## Begin RECORDS FOR PROCESSING

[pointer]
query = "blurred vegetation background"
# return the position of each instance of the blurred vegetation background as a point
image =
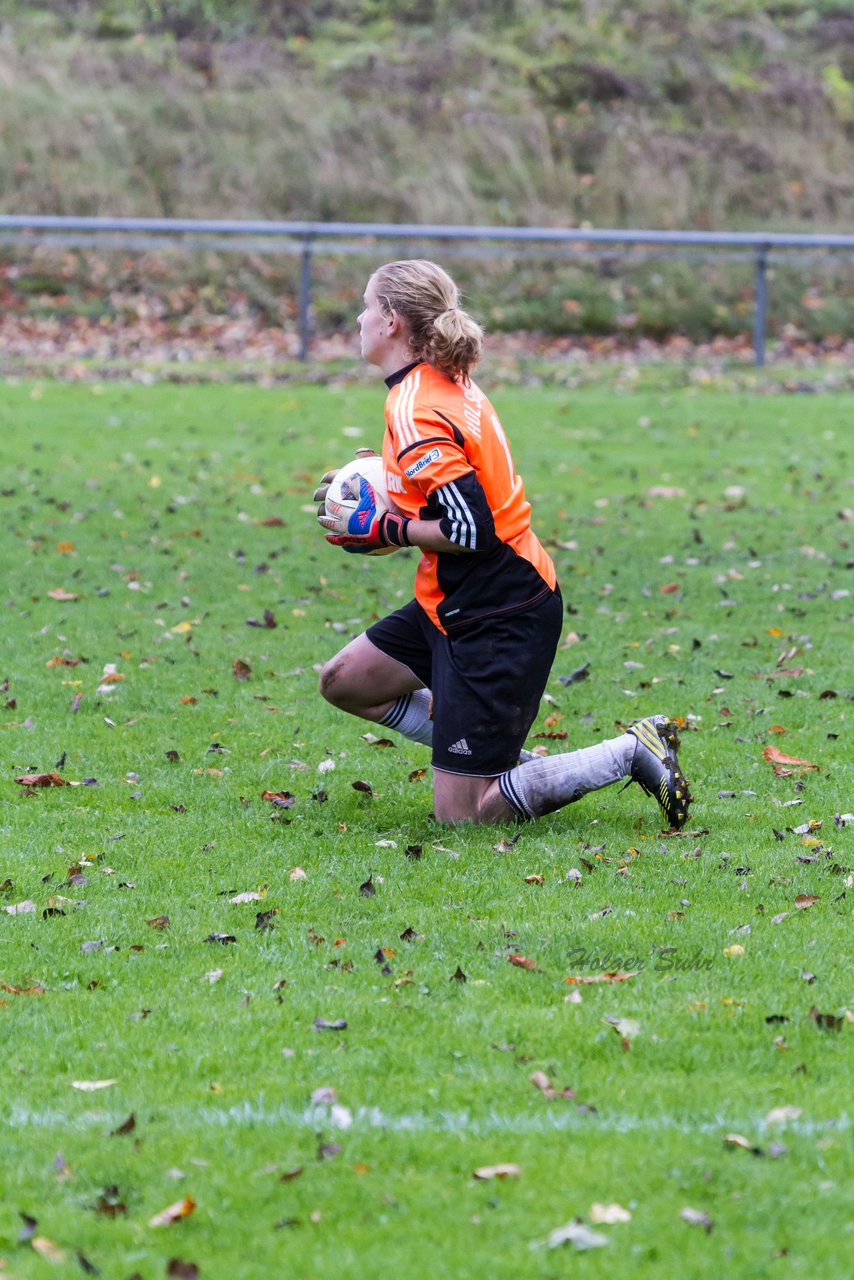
(724, 114)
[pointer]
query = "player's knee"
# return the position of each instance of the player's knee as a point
(333, 681)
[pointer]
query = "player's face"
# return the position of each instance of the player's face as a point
(373, 328)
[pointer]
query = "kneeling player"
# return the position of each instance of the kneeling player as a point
(464, 666)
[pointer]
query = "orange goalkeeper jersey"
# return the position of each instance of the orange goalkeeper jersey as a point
(446, 457)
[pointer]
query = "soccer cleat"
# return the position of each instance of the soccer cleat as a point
(656, 768)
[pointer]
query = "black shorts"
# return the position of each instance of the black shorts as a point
(487, 679)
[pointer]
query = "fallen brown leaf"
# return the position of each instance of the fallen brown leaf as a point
(173, 1212)
(41, 780)
(488, 1171)
(785, 764)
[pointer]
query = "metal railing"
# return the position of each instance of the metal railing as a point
(306, 237)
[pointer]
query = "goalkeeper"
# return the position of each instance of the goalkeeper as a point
(462, 667)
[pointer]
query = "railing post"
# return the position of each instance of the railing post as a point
(305, 298)
(759, 306)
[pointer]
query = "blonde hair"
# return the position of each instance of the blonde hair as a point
(428, 300)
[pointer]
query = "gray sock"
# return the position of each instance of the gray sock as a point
(547, 784)
(410, 716)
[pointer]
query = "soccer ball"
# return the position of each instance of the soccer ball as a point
(352, 494)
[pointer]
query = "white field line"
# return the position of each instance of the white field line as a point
(318, 1118)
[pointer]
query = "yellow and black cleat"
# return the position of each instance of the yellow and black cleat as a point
(656, 767)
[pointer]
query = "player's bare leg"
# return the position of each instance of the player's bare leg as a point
(364, 681)
(462, 798)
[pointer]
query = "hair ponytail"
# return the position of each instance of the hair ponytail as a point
(428, 300)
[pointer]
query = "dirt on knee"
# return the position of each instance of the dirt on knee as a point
(330, 676)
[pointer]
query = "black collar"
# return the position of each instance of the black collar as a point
(393, 379)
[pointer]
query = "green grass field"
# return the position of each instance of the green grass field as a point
(706, 547)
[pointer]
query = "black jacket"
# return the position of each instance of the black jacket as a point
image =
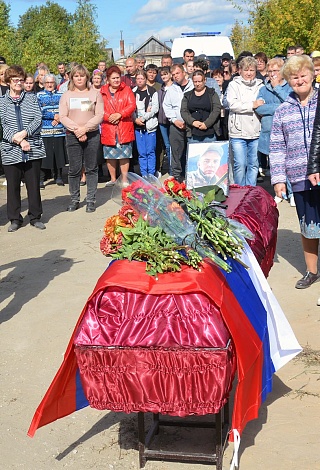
(213, 119)
(314, 155)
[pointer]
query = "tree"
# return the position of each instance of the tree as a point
(277, 24)
(87, 46)
(43, 34)
(7, 33)
(240, 38)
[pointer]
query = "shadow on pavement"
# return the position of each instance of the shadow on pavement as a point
(27, 278)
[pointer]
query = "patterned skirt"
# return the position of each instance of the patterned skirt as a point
(308, 210)
(118, 151)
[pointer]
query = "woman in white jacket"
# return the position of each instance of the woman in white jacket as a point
(244, 124)
(146, 123)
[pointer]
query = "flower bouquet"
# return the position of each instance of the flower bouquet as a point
(175, 227)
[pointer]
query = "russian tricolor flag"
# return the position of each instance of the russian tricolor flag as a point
(262, 336)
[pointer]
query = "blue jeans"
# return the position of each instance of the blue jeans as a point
(83, 154)
(246, 166)
(146, 145)
(164, 129)
(204, 140)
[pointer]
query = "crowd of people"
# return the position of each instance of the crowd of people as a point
(268, 109)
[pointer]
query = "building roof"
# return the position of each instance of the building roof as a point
(152, 46)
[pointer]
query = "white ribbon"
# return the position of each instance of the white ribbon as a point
(236, 446)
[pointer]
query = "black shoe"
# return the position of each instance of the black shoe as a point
(90, 207)
(59, 182)
(14, 226)
(73, 207)
(306, 281)
(38, 224)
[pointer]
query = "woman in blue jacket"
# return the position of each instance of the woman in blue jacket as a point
(273, 94)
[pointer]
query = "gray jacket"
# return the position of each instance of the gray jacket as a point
(240, 95)
(172, 101)
(16, 115)
(150, 117)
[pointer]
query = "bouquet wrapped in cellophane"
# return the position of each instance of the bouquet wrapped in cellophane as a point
(170, 226)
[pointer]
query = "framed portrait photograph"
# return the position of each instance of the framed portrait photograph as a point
(207, 165)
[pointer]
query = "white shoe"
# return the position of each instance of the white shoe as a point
(110, 183)
(5, 183)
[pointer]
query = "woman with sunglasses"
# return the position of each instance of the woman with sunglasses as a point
(22, 148)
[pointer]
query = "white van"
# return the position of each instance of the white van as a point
(211, 44)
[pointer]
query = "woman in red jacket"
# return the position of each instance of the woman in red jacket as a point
(117, 131)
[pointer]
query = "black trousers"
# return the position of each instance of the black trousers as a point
(31, 172)
(178, 143)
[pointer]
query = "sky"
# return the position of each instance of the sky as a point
(140, 19)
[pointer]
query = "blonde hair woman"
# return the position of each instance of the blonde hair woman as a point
(244, 124)
(289, 149)
(81, 112)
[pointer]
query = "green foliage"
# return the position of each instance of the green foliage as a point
(87, 48)
(277, 24)
(7, 32)
(50, 34)
(158, 250)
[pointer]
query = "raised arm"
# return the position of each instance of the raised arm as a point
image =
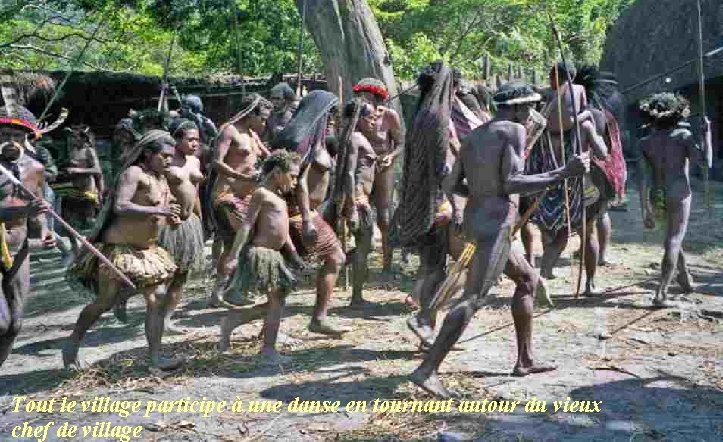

## End RECORDS FOR PROCESSING

PROBLEM STATEMENT
Return each line of the listing above that contains the string "shoe".

FINAL ANSWER
query = "black shoe"
# return the position of each instance of the black shoe as a point
query = "white shoe"
# return the position of each instance of the white shoe as a point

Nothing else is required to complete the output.